→ The records
•••

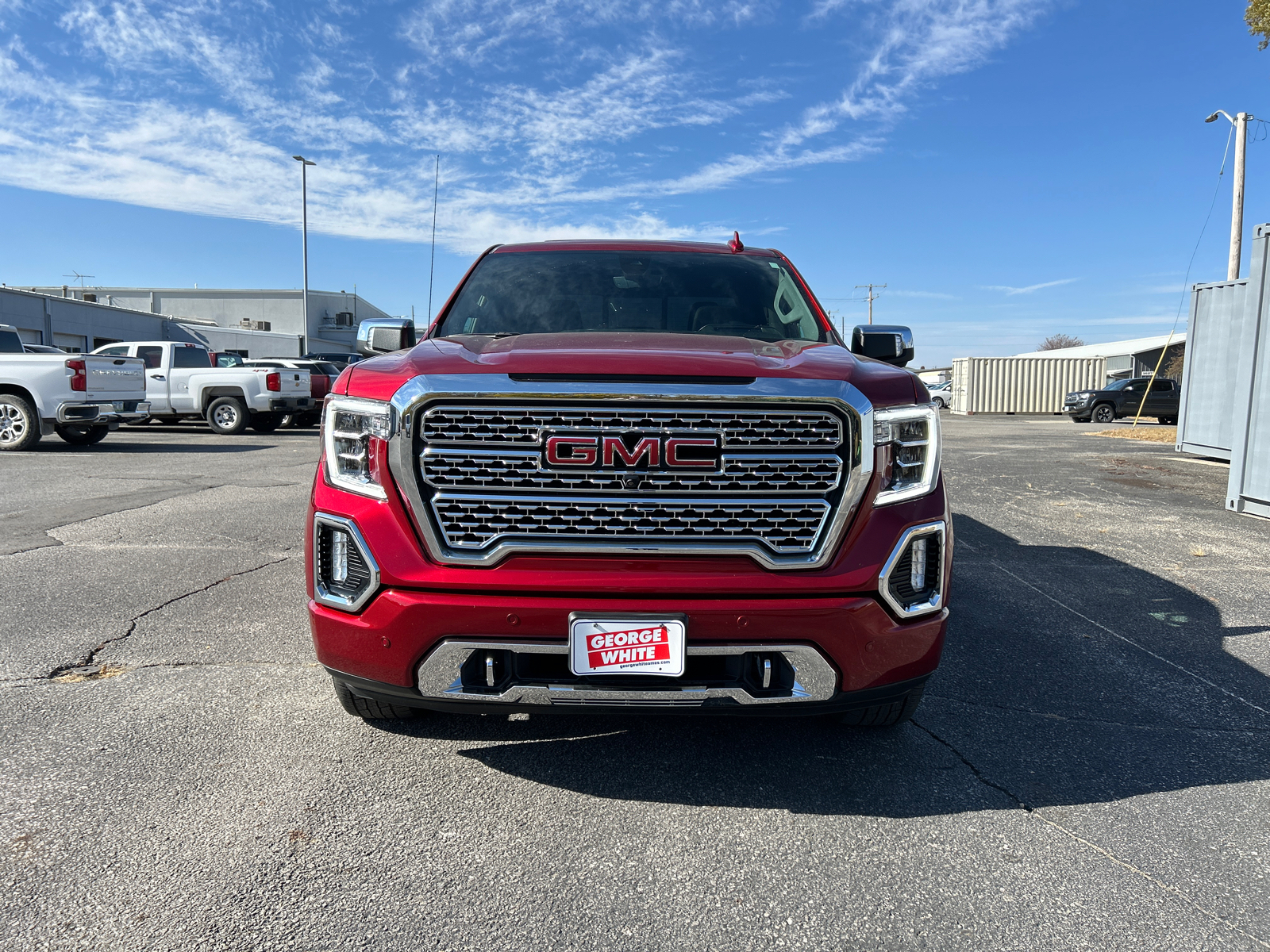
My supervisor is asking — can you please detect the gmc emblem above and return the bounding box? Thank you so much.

•••

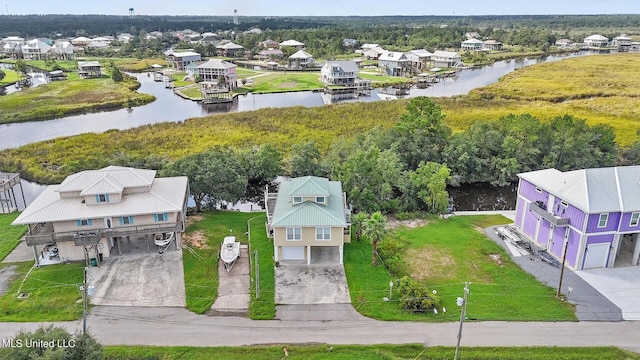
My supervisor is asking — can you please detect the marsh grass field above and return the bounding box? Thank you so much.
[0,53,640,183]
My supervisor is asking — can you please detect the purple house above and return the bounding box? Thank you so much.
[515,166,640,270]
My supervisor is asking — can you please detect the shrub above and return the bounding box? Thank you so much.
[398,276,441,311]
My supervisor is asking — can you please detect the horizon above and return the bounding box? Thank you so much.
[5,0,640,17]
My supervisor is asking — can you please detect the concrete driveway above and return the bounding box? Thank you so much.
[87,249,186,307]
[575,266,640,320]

•••

Could you write out, word for word, the stretch of the records from the line containing "My supervisor is asking — can you please detect the purple" through the line containing "[398,276,441,311]"?

→ Exercise solution
My supervisor is asking — can you please detect the purple house above and return the bounding box? Thank you so much.
[515,166,640,270]
My supervisor is asking — can you please detect the shrub above and return the bounding box? Thank you so much.
[398,276,441,311]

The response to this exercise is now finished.